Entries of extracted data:
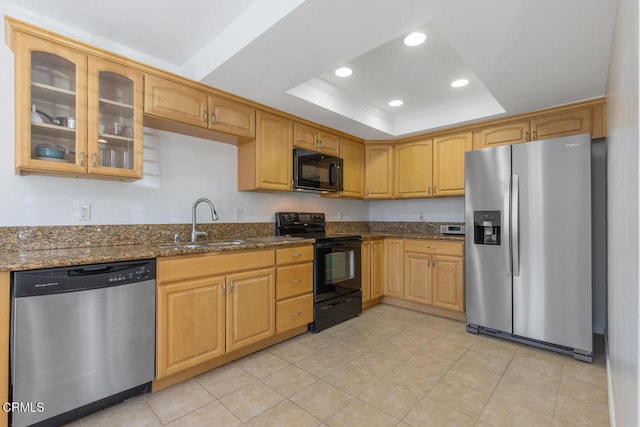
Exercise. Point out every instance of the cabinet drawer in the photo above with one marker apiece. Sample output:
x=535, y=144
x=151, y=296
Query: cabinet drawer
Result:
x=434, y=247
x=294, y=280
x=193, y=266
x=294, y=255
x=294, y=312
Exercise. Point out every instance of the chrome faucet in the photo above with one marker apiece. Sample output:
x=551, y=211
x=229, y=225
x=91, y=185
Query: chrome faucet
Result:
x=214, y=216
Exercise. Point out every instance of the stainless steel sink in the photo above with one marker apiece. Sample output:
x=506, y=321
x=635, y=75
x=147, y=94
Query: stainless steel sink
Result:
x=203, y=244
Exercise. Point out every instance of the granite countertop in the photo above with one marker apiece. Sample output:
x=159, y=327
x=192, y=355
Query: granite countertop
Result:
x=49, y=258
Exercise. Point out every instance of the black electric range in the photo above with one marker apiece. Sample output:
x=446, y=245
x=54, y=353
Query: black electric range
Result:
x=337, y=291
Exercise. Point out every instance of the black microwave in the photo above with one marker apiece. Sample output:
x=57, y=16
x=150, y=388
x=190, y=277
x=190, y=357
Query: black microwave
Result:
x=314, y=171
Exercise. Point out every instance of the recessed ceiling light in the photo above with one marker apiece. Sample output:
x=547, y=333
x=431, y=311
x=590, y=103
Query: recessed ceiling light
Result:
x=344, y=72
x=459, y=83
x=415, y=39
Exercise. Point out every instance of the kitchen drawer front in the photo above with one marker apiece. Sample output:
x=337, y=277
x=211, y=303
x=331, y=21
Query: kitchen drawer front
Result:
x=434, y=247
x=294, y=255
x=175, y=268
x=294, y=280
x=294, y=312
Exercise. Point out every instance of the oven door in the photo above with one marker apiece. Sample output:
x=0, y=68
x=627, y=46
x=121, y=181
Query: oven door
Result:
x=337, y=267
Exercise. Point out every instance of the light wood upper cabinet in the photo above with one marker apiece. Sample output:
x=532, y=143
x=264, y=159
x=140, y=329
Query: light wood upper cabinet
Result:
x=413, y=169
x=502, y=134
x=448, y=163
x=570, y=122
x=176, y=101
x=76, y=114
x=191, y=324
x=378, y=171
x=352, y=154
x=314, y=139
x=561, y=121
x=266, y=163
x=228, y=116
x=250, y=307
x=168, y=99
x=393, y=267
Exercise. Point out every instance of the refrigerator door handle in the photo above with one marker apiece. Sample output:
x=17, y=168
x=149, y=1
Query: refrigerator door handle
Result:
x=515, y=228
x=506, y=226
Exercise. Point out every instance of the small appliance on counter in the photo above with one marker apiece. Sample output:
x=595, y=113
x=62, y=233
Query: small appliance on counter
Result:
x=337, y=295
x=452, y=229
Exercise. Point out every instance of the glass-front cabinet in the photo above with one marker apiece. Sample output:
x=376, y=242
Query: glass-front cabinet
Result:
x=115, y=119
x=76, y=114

→ **REQUIREMENTS**:
Scale the part of the listing starting with the line containing "Exercise. Point out every instance of the recessed" and going on through the line containing "x=415, y=39", giving only those lines again with the requests included. Multiply every answer coordinate by 1.55 and round to whole numbers, halves up, leaving the request wording and its sample coordinates unchanged.

→ **REPLY TO THE EXERCISE**:
Exercise. Point out every instance of the recessed ceiling light in the photo above with one marker apiece. Sample output:
x=547, y=333
x=431, y=311
x=590, y=103
Query: recessed ceiling light
Result:
x=533, y=112
x=711, y=129
x=643, y=60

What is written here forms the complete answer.